• [QUOTED TEXT]:
I'm sure with a bit of airbrushing, the crows feet can be smoothed, the moobs amended so they are more Arnie than Annie and instead of a tun you can have a 6 pack.


----------



## HomerJSimpson (Jan 20, 2014)

Out of interest, there was a GM Spring/Summer meet that started at Royal Ascot and went elsewhere with a shield to be played for. Who won last year and is it being played for this year?


----------



## Fish (Jan 20, 2014)

Beau Desert April 14th, 24 members booked in.


----------



## Lincoln Quaker (Jan 20, 2014)

Fish said:



			Beau Desert April 14th, 24 members booked in.
		
Click to expand...

See post 7 and post 11. Your not big enough


----------



## Fish (Jan 20, 2014)

Lincoln Quaker said:



			See post 7 and post 11. Your not big enough 

Click to expand...

Didn't read through it.

Seems I'm not big enough, that's a first 

24 is a good number, especially when the boundary has been set at only 12! Oh well, have to work on my people skills a bit more and get back in favour :smirk:


----------



## richart (Jan 20, 2014)

HomerJSimpson said:



			Out of interest, there was a GM Spring/Summer meet that started at Royal Ascot and went elsewhere with a shield to be played for. Who won last year and is it being played for this year?
		
Click to expand...

 It went to Blackmoor and then Camberley, but don't think it was played for last year. My mate has the shield and can't wait to give it back.


----------



## quinn (Feb 10, 2014)

I'll put the tin hat on first, but what about a gm v howdidido rematch, I'd have though emotions would have calmed down by now, and seeing as gm are the current holders  the trophy is still sitting proudly on my mantelpiece. Only right we give them a chance to win it back ?


----------



## Tiger (Mar 1, 2014)

Quinn August is free at the moment


----------



## CallawayKid (Mar 5, 2014)

Tiger said:



			Looking at the geographical spread West Mids, Wales, South West and South East could do with some representation. Sure CallawayKid and I will do something for the East Anglia massive 

Click to expand...

Once my Captaincy is over in April mate I'll get some ideas together for 'Revenge of the Sombrero - This time it's personal...'!

CK


----------



## HarryMonk (Mar 24, 2014)

HomerJSimpson said:



			Out of interest, there was a GM Spring/Summer meet that started at Royal Ascot and went elsewhere with a shield to be played for. Who won last year and is it being played for this year?
		
Click to expand...

Homer I remember playing in the first one of these it was a great day should we not rekindle again?


----------



## 6inchcup (Jul 18, 2014)

anything happening in the next week or so in the north west


----------



## Val (Jul 18, 2014)

6inchcup said:



			anything happening in the next week or so in the north west
		
Click to expand...

What are you looking for, midweek or weekend?

I might have space on Wed 30th July at Wallasey after work.


----------



## Tiger (Sep 17, 2014)

Mods please de sticky.  Thanks


----------

• [WHAT YOU HAVE TO DO]: Reproduce the golf forum thread from "## quinn (Feb" to "(Mar 1, 2014)" with no changes.

• [DATA PROVIDED]:
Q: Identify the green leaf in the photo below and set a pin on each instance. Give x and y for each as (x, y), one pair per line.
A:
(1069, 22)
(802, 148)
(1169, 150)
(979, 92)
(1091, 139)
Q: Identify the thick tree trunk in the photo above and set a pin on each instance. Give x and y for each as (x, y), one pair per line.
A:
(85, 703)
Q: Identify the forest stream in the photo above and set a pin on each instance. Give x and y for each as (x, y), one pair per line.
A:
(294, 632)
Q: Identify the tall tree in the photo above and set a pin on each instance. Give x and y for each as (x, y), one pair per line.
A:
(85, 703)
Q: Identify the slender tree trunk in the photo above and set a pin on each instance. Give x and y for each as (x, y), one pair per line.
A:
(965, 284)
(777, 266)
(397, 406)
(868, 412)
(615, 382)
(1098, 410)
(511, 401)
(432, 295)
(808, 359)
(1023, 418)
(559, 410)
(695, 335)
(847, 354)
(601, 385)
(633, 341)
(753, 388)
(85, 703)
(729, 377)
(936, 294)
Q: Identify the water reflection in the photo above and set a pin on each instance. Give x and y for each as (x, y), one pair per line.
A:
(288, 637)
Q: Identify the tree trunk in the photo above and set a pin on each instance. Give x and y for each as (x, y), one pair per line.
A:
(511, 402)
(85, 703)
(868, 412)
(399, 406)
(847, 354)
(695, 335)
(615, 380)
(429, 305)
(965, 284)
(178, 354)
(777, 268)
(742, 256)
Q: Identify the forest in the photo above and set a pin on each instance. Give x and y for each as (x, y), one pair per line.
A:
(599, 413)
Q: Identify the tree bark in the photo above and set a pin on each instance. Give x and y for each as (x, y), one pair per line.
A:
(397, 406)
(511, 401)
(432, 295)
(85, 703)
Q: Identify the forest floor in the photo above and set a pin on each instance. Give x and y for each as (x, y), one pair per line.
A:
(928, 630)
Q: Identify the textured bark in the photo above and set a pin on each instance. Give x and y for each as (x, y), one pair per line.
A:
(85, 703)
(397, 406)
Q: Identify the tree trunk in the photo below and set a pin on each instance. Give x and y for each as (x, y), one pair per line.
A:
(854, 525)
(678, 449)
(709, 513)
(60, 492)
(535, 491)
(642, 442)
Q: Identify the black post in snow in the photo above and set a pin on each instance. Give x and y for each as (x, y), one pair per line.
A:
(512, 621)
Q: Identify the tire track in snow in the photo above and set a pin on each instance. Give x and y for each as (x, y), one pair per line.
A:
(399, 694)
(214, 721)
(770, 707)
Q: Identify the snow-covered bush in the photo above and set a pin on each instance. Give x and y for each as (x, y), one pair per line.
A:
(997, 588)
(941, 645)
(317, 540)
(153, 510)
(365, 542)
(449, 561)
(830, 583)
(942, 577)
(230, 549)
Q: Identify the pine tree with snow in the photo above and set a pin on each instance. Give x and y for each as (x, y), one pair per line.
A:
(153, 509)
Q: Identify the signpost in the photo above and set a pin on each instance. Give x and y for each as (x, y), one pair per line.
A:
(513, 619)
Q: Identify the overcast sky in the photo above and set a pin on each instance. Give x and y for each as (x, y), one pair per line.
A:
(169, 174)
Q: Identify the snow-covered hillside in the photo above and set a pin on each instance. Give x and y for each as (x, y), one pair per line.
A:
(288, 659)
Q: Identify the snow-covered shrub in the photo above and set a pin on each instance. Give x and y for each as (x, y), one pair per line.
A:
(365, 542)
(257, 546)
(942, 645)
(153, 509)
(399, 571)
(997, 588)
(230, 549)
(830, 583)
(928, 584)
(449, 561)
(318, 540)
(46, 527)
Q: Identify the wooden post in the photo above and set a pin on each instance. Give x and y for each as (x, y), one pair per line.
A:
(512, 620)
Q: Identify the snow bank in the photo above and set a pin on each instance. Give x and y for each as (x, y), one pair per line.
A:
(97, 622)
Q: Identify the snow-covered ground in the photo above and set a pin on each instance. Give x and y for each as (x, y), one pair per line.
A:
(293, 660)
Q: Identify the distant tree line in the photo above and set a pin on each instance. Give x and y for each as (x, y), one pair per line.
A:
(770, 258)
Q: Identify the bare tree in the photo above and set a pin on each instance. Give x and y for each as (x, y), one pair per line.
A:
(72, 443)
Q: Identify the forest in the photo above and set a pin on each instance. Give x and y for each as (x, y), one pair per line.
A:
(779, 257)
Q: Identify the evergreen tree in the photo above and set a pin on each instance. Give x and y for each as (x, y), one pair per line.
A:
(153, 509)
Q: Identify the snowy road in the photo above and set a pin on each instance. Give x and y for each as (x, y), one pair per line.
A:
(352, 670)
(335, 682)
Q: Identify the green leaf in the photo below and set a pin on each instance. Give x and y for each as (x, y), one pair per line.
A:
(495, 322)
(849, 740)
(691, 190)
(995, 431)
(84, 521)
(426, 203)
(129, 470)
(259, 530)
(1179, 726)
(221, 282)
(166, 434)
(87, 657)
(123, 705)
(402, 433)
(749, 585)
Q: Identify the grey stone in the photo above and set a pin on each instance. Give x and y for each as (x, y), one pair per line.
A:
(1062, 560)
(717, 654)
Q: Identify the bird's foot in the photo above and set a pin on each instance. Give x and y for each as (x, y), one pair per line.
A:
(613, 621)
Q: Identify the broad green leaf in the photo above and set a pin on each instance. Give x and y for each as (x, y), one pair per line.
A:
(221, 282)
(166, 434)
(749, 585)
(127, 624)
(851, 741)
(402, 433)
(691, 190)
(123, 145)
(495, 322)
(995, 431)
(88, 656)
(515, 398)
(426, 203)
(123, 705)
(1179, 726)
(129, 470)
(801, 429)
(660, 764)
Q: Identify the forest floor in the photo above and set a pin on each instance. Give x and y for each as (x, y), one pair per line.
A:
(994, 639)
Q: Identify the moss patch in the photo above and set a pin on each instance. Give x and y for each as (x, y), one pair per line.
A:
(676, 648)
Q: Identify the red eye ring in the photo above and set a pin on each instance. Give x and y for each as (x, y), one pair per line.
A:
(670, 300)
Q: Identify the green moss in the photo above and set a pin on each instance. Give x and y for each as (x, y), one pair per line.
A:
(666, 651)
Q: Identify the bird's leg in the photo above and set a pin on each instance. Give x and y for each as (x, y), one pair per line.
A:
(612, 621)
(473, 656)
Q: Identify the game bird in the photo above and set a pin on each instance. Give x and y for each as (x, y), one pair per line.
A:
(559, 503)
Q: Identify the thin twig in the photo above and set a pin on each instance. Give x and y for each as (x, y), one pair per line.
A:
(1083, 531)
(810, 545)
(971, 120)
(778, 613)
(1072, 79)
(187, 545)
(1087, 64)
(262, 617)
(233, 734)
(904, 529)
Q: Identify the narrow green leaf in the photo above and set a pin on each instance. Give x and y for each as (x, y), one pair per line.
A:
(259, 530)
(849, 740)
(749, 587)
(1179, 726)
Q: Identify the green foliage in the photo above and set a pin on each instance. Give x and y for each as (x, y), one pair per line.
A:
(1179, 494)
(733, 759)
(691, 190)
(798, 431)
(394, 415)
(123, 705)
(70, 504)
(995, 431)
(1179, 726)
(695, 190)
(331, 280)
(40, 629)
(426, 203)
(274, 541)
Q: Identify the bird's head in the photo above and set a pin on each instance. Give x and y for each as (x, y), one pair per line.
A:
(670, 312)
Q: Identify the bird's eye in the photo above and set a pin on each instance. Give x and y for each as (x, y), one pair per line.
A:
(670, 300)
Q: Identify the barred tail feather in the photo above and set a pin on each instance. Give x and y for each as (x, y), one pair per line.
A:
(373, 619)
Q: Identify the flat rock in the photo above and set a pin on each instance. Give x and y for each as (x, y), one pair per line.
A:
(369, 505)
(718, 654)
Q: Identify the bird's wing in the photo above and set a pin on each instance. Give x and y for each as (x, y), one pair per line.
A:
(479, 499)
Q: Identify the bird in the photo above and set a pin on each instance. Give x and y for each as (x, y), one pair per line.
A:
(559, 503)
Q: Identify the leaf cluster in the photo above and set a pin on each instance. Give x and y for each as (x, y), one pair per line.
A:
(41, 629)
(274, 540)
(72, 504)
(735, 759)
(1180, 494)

• [ANSWER TO THIS EXERCISE]:
## quinn (Feb 10, 2014)

I'll put the tin hat on first, but what about a gm v howdidido rematch, I'd have though emotions would have calmed down by now, and seeing as gm are the current holders  the trophy is still sitting proudly on my mantelpiece. Only right we give them a chance to win it back ?


----------



## Tiger (Mar 1, 2014)